> **Given request**
Pictures aside, repeat every entry exactly.

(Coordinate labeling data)
....................

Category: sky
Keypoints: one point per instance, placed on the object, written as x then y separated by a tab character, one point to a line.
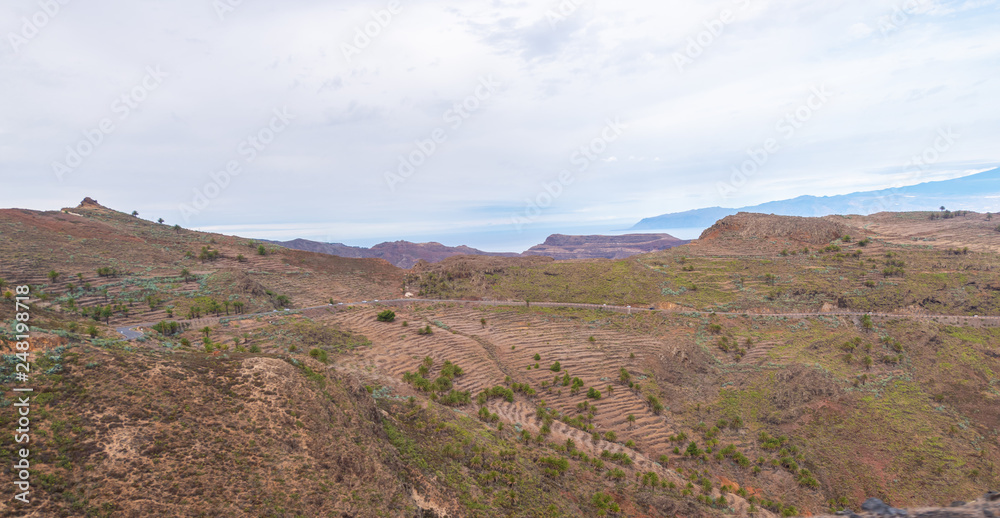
485	123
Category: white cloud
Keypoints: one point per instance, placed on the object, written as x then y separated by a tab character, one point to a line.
561	82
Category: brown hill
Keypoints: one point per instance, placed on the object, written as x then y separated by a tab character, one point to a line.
751	229
559	246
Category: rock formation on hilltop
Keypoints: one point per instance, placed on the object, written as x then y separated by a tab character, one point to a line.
747	226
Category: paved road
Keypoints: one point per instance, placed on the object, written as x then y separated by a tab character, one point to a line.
131	333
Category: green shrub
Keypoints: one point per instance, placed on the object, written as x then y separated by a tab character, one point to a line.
319	354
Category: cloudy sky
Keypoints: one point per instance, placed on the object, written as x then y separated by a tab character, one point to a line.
490	124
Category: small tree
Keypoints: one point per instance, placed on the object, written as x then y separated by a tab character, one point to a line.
866	322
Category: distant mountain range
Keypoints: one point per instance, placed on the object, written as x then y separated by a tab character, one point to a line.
978	192
405	254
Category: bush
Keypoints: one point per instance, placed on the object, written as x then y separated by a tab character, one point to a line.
604	503
554	466
319	354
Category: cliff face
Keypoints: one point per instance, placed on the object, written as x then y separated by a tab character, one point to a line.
406	254
986	506
559	246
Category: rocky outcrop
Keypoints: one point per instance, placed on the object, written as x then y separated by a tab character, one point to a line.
746	226
986	506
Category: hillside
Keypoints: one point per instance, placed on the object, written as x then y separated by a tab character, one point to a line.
405	254
562	247
978	192
773	404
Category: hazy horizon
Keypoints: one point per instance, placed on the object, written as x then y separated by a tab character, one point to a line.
491	122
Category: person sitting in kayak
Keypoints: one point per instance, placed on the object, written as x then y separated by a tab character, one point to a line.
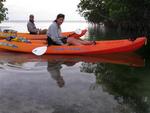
54	36
32	28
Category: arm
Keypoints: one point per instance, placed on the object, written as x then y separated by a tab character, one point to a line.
31	28
54	33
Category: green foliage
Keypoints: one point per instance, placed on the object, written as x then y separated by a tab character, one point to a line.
3	11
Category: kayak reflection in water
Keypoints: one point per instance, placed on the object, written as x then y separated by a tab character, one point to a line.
54	69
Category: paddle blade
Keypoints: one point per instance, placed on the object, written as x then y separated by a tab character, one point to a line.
39	50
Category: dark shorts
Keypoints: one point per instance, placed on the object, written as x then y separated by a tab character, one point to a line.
51	42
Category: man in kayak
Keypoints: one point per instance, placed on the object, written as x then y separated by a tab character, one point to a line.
32	28
54	36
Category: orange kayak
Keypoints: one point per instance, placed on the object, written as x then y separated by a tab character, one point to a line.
101	47
41	37
130	59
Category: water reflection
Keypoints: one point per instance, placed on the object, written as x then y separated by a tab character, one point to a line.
129	85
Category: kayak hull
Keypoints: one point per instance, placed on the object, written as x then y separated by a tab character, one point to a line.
101	47
130	59
41	37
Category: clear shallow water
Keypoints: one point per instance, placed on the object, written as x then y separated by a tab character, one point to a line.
116	83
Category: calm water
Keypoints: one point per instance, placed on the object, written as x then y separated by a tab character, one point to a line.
116	83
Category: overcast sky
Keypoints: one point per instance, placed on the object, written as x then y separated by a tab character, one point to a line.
42	9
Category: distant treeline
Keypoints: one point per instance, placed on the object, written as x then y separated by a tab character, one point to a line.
126	14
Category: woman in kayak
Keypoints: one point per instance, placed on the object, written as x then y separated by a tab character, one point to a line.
54	36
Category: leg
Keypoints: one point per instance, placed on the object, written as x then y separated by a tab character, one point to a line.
74	41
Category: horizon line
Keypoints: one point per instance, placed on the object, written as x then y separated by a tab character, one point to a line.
44	20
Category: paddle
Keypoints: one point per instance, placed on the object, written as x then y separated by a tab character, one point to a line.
41	50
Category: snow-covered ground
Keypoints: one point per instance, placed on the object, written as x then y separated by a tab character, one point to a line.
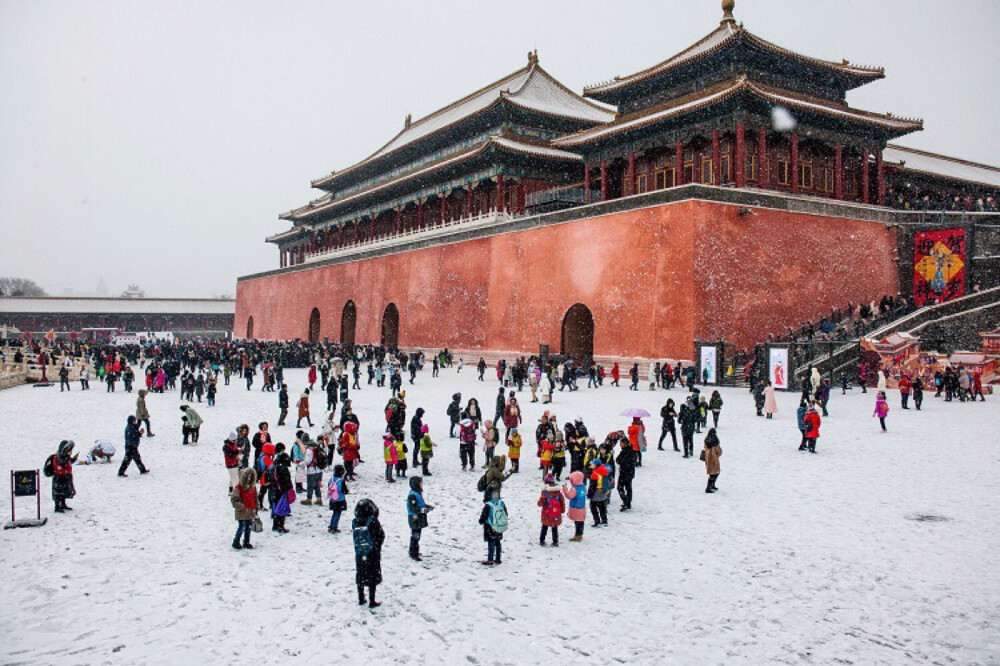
798	559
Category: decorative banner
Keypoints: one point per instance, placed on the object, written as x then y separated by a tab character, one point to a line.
778	370
708	366
938	265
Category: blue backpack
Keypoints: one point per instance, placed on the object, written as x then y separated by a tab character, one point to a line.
363	541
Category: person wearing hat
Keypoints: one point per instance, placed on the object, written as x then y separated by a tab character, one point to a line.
553	507
231	458
62	475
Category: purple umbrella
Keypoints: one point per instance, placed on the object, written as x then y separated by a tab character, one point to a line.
636	413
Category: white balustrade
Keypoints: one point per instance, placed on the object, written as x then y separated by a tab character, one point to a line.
449	227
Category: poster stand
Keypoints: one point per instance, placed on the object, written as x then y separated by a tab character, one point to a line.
24	483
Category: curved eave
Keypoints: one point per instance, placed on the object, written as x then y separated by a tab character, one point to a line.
608	91
496	143
894	126
509	97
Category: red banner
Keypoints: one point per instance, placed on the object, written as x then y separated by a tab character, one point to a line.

....................

> **Response for this exercise**
Category: sky
Keypoints: one point per instance, placed on the object, written as x then y separated by a tab character, one point to a line.
485	123
Category: white cloud
Keypoints: one point per instance, placed on the object, written as x then y separated by a tab character, one point to a line.
561	82
Category: brown hill
Keypoints: one point per instance, placed on the object, written as x then y separated by a tab character, one point to a line.
751	229
559	246
Category: rock formation on hilltop
Keypoints: one point per instance, placed on the object, written as x then y separated by a tab character, one point to a line.
747	226
Category: paved road
Keypoints: one point per instance, placed on the object, written as x then y separated by a tab character, one point to a line.
131	333
Category: green shrub
Keypoints: one point per instance, placed on the object, written as x then y separated by a tab character, one point to a line.
319	354
Category: cloudy sky
Keypoints: one point per instance, placed on the object, written as x then y separated by a tab character, one point to a line.
490	124
Category: small tree
Keypoints: one point per instance, placed on the object, written as x then y separated by a tab character, one point to a line.
866	322
Category: distant mountain range
Keypoints: one point per instance, placed on the object, written as x then y separated by a tab character, one point to a line.
978	192
405	254
Category: bush
Keypoints: one point per instance, placed on the object, written as x then y separated by a tab character, one point to a line.
604	503
554	466
319	354
Category: cliff face
Keypoints: one point per instance, placed on the object, written as x then y separated by a tab character, one point to a line.
406	254
986	506
559	246
Category: rocky outcrop
Keypoints: one point per instance, placed on the object, written as x then y separated by a tab character, one point to a line.
746	226
986	506
Category: hillside
Keypoints: one point per instance, placed on the object, written as x then y separated by a tab character, one point to a line.
405	254
562	247
978	192
773	404
Category: hazy horizon
Keypoints: one point per instance, placed on the object, written as x then y separated by a tab character, one point to a line.
491	122
Category: person sitting in kayak
Keypoints: one point per instance, placed on the object, written as x then y separated by a tab character, one point to a line.
54	36
32	28
Category: arm
Keypoints: one point per instance, placed on the object, written as x then y separated by a tab character, one point to a line.
31	28
54	33
Category: green foliage
Keypoints: one point per instance, placed on the object, written as x then y separated by a tab character, one point to a line.
3	11
Category: kayak reflection in water
Keypoints: one point per instance, placed on the object, written as x then y separated by a tab character, one point to a line.
54	69
Category: paddle blade
Keypoints: one point per instance, placed on the object, written as x then y separated by a tab character, one point to a line.
39	50
Category: dark shorts
Keypoints: one point per instance, placed on the object, written as x then y separated by a tab character, one point to a line.
51	42
Category: man in kayak
Keypoints: one point per instance, placed on the object, written as x then y separated by a tab character, one point to a line.
32	28
54	36
Category: orange kayak
Keypoints: one point per instance, placed on the object, written as x then y separated by a tab character, one point to a line.
101	47
41	37
130	59
Category: water reflection
Keypoints: one point per instance, placed on the object, written as x then y separated by a tab character, one point to a line.
129	85
Category: kayak hull
Keypoints: one point per instance, placed on the object, written as x then y separated by a tab character, one point to a line.
101	47
130	59
41	37
Category: clear shallow water
Keypoints: one point per instance, placed on the object, written as x then y separated by a tab character, one point to a line.
116	83
Category: calm water
Keypoints: one point per instance, placed on the object, written as x then y separated by a tab character, one point to a line.
116	83
Category: overcast sky
Keypoints: one point per instance, placed on the object, written as x then y separated by a tab character, one point to a line.
42	9
Category: distant treeline
Keypoints: one point per instance, placed on the object, written as x then y separated by a tab character, one point to a line.
126	14
Category: woman in kayak
Keypoints: one point per instance, placed on the object, written as x then y separated by a tab character, one point to a line.
54	36
Category: leg
Keypoints: one point per instance, placed on the object, written as x then y separated by a tab character, one point to a line.
74	41
Category: horizon line
Keypoints: one point per instance, placed on the object, written as x then y separated by a tab character, one point to a line.
44	20
Category: paddle
Keypoints: one point per instance, placed on the object, written as x then y separated by a tab character, one point to a line.
41	50
Category: snow-covered ground
Keypoints: one point per instance, placed on the object, written as x then y separated by a tab character, one point to a line.
798	559
Category: decorative banner
Keypoints: one point per instance, placed on the object, written as x then y separated by a tab character, one point to a line.
778	370
708	366
938	265
Category: blue backpack
Keypoints: one point per instance, placed on the object, written as x then y separated by a tab character, one point to a line.
363	541
Category: person wearing hat
Keypoints: one point per instance, placed on the object, written as x then y separated by a tab character, one point to a line.
553	507
231	458
62	475
Category: purple umbrella
Keypoints: one point per instance, placed on the object, written as x then y separated by a tab character, one point to a line.
636	413
Category: white balustrade
Keypoints: one point per instance, placed on the object, written as x then y separated by a tab character, one point to a line.
449	227
Category: poster stand
Keypoints: one point per instance, placed on the object, written as x then y separated by a tab character, one point to a line.
24	483
Category: curved eave
Keypoints: one point per instance, placed on the object, written as x then y separated by a tab character, one point to a line.
608	91
496	143
894	126
509	97
Category: red banner
Keypoints: one point per instance, placed on the object, written as x then y separated by a tab character, one point to a line.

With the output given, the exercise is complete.